*Task statement:* The entries are to be output in full, word for word.

Point localization data:
========================================

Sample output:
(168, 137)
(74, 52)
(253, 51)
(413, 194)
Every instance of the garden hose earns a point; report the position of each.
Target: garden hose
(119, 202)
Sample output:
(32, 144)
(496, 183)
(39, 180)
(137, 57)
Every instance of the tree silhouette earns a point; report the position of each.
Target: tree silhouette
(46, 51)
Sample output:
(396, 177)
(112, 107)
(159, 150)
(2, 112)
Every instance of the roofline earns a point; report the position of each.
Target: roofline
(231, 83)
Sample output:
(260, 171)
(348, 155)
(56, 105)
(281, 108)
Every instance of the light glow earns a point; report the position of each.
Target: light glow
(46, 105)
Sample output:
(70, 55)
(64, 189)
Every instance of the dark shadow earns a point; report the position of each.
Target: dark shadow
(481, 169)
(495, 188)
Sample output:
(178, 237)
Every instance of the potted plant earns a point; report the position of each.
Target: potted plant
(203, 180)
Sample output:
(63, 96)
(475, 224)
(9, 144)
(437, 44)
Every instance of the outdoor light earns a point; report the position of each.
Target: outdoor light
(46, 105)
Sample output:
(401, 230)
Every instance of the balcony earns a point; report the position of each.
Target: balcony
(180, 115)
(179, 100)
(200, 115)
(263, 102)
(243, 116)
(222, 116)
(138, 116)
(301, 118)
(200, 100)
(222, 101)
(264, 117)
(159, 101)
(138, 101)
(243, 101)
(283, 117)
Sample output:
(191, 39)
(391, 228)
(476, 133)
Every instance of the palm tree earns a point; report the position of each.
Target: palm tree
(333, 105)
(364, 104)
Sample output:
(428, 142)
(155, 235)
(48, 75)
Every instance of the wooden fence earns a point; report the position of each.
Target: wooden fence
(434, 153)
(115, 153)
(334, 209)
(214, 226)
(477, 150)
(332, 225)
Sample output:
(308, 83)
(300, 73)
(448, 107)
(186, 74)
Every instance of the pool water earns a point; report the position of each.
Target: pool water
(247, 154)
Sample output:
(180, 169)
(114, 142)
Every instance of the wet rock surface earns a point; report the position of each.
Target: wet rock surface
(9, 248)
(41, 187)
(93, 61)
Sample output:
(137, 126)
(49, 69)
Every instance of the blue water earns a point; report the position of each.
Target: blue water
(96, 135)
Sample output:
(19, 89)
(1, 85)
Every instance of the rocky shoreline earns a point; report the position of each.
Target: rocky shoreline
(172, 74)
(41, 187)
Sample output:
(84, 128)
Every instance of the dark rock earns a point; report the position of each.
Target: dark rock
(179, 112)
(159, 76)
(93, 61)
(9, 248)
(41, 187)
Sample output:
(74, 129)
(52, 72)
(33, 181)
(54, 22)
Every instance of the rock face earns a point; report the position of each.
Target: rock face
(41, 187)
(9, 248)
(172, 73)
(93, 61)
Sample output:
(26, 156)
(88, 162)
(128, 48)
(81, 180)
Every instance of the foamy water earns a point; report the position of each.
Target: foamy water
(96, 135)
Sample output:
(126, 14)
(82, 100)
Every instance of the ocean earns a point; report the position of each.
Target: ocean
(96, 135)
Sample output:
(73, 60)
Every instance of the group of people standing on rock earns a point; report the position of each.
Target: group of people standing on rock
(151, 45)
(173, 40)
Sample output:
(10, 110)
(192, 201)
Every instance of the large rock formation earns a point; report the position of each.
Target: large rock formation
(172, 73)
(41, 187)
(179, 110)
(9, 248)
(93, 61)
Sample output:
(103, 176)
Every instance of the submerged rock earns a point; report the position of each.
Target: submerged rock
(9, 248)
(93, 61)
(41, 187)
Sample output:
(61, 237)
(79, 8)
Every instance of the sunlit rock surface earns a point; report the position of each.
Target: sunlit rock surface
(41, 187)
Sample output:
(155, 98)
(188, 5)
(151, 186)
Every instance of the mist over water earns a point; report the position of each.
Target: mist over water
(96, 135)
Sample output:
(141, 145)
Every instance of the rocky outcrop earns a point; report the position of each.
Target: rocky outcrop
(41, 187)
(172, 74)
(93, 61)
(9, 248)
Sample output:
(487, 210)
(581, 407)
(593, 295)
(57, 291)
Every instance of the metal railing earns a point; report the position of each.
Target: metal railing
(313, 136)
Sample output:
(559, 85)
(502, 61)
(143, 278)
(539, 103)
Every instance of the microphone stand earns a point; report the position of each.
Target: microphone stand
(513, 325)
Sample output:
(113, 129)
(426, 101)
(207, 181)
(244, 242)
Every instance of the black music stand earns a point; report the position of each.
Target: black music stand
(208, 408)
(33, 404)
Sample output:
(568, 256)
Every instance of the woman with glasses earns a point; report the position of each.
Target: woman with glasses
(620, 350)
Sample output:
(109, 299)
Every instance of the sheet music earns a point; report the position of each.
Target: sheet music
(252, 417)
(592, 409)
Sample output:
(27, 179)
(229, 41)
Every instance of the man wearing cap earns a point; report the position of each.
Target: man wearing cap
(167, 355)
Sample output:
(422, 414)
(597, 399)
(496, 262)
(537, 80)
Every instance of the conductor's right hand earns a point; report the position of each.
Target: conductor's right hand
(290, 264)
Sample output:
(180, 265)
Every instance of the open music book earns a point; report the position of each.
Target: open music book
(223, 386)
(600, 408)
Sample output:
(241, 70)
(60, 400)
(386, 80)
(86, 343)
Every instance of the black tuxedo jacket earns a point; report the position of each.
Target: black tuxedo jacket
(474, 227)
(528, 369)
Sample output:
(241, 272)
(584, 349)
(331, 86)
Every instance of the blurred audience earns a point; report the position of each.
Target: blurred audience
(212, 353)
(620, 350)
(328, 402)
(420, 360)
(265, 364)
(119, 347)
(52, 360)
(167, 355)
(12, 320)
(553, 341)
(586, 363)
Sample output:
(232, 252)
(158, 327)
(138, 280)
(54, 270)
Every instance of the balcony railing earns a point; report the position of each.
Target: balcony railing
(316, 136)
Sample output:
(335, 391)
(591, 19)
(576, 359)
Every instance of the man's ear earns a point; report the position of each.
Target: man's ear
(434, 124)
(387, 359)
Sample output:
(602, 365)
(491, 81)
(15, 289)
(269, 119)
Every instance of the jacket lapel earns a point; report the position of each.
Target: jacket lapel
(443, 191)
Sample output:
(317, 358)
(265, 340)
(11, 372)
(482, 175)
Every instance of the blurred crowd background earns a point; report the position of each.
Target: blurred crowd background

========================================

*Solution for this exercise:*
Sample output:
(168, 137)
(74, 52)
(253, 51)
(413, 194)
Every instance of the garden hose earns a point; report the position of each.
Target: garden hose
(119, 202)
Sample output:
(32, 144)
(496, 183)
(39, 180)
(137, 57)
Every instance of the tree silhouette earns a point; report the position of each.
Target: tree silhouette
(46, 51)
Sample output:
(396, 177)
(112, 107)
(159, 150)
(2, 112)
Every instance of the roofline earns a point; report the position of each.
Target: roofline
(231, 83)
Sample output:
(260, 171)
(348, 155)
(56, 105)
(281, 108)
Every instance of the light glow earns a point; report the position of each.
Target: light glow
(46, 105)
Sample output:
(70, 55)
(64, 189)
Every instance of the dark shadow earns a point; report the position of each.
Target: dark shadow
(481, 169)
(495, 188)
Sample output:
(178, 237)
Every instance of the potted plant earns a point; report the position of each.
Target: potted plant
(203, 180)
Sample output:
(63, 96)
(475, 224)
(9, 144)
(437, 44)
Every instance of the outdoor light earns a point; report the position of each.
Target: outdoor light
(46, 105)
Sample output:
(401, 230)
Every instance of the balcony earns a point; report the position of each.
Target: balcony
(180, 115)
(179, 100)
(200, 115)
(263, 102)
(243, 116)
(222, 116)
(138, 116)
(301, 118)
(200, 100)
(222, 101)
(264, 117)
(159, 101)
(138, 101)
(243, 101)
(283, 117)
Sample output:
(191, 39)
(391, 228)
(476, 133)
Every instance of the palm tree earns a point; report the position of each.
Target: palm tree
(333, 105)
(364, 104)
Sample output:
(428, 142)
(155, 235)
(48, 75)
Every instance of the wooden fence earns a point; report the position of each.
Target: wooden fence
(434, 153)
(115, 153)
(334, 209)
(214, 226)
(477, 150)
(332, 225)
Sample output:
(308, 83)
(300, 73)
(448, 107)
(186, 74)
Every instance of the pool water earns a point; report the position of each.
Target: pool water
(247, 154)
Sample output:
(180, 169)
(114, 142)
Every instance of the wet rock surface earns a point; report the position of each.
Target: wet rock surface
(9, 248)
(41, 187)
(93, 61)
Sample output:
(137, 126)
(49, 69)
Every instance of the blue water earns a point; report the position of each.
Target: blue water
(96, 135)
Sample output:
(19, 89)
(1, 85)
Every instance of the rocky shoreline earns a point; report the position of each.
Target: rocky shoreline
(172, 74)
(41, 187)
Sample output:
(84, 128)
Every instance of the dark rock earns a point; report the position of each.
Target: dark rock
(179, 112)
(159, 76)
(93, 61)
(9, 248)
(41, 187)
Sample output:
(74, 129)
(52, 72)
(33, 181)
(54, 22)
Every instance of the rock face earns a point; report the position of each.
Target: rock face
(41, 187)
(9, 248)
(172, 73)
(93, 61)
Sample output:
(26, 156)
(88, 162)
(128, 48)
(81, 180)
Every instance of the foamy water earns a point; report the position of each.
Target: foamy water
(96, 135)
Sample output:
(126, 14)
(82, 100)
Every instance of the ocean earns a point; report the position of each.
Target: ocean
(96, 135)
Sample output:
(73, 60)
Every instance of the group of people standing on rock earns a point; report the position of each.
Target: group of people standing on rock
(151, 45)
(173, 40)
Sample output:
(10, 110)
(192, 201)
Every instance of the large rock formation earns a point; report the position of each.
Target: large rock formation
(172, 73)
(41, 187)
(179, 110)
(9, 248)
(93, 61)
Sample output:
(103, 176)
Every instance of the submerged rock earns a point; report the position of each.
Target: submerged rock
(9, 248)
(93, 61)
(41, 187)
Sample output:
(61, 237)
(79, 8)
Every instance of the sunlit rock surface earns a point; report the position of each.
Target: sunlit rock surface
(41, 187)
Sample output:
(155, 98)
(188, 5)
(151, 186)
Every instance of the mist over water earns a point; report the position of each.
Target: mist over water
(96, 135)
Sample output:
(141, 145)
Every instance of the rocky outcrop earns a point; report the position of each.
Target: rocky outcrop
(41, 187)
(172, 74)
(93, 61)
(9, 248)
Sample output:
(487, 210)
(581, 407)
(593, 295)
(57, 291)
Every instance of the metal railing earns a point; report the position of each.
Target: metal railing
(313, 136)
Sample output:
(559, 85)
(502, 61)
(143, 278)
(539, 103)
Every instance of the microphone stand earns a point; report the position of each.
Target: microphone stand
(513, 325)
Sample output:
(113, 129)
(426, 101)
(207, 181)
(244, 242)
Every instance of the black music stand earns a point; report the position of each.
Target: black music stand
(208, 408)
(33, 404)
Sample output:
(568, 256)
Every instance of the woman with glasses earns a point; report the position of each.
Target: woman with glasses
(620, 350)
Sample output:
(109, 299)
Every instance of the sheet music earns a point; report the position of each.
Target: sheet music
(252, 417)
(592, 409)
Sample output:
(27, 179)
(229, 41)
Every instance of the man wearing cap earns a point; report the position of each.
Target: man wearing cap
(167, 355)
Sample output:
(422, 414)
(597, 399)
(496, 262)
(537, 80)
Every instance of the conductor's right hand earns a point; report the position of each.
Target: conductor's right hand
(290, 264)
Sample output:
(180, 265)
Every instance of the open music book earns a point; report the position of each.
Target: open music book
(223, 386)
(600, 408)
Sample output:
(241, 70)
(60, 400)
(386, 80)
(86, 343)
Every instance of the black tuxedo jacket earns a point; report the position of each.
Target: black tuxedo jacket
(474, 227)
(528, 369)
Sample output:
(241, 272)
(584, 349)
(331, 86)
Every instance of the blurred audience earns a point; report the position of each.
Target: blurred audience
(212, 353)
(620, 350)
(328, 402)
(420, 360)
(265, 364)
(119, 347)
(52, 360)
(167, 355)
(12, 320)
(553, 341)
(586, 363)
Sample output:
(232, 252)
(158, 327)
(138, 280)
(54, 270)
Every instance of the balcony railing earns a point; report the position of each.
Target: balcony railing
(316, 136)
Sample output:
(335, 391)
(591, 19)
(576, 359)
Every instance of the man's ear earns a point; report the position of each.
Target: man's ear
(434, 124)
(387, 359)
Sample output:
(602, 365)
(491, 81)
(15, 289)
(269, 119)
Every instance of the jacket lapel earns a point; report the position of each.
Target: jacket lapel
(443, 191)
Sample output:
(317, 358)
(265, 340)
(11, 372)
(482, 175)
Every instance of the blurred crowd background earns a point; report the position of each.
Target: blurred crowd background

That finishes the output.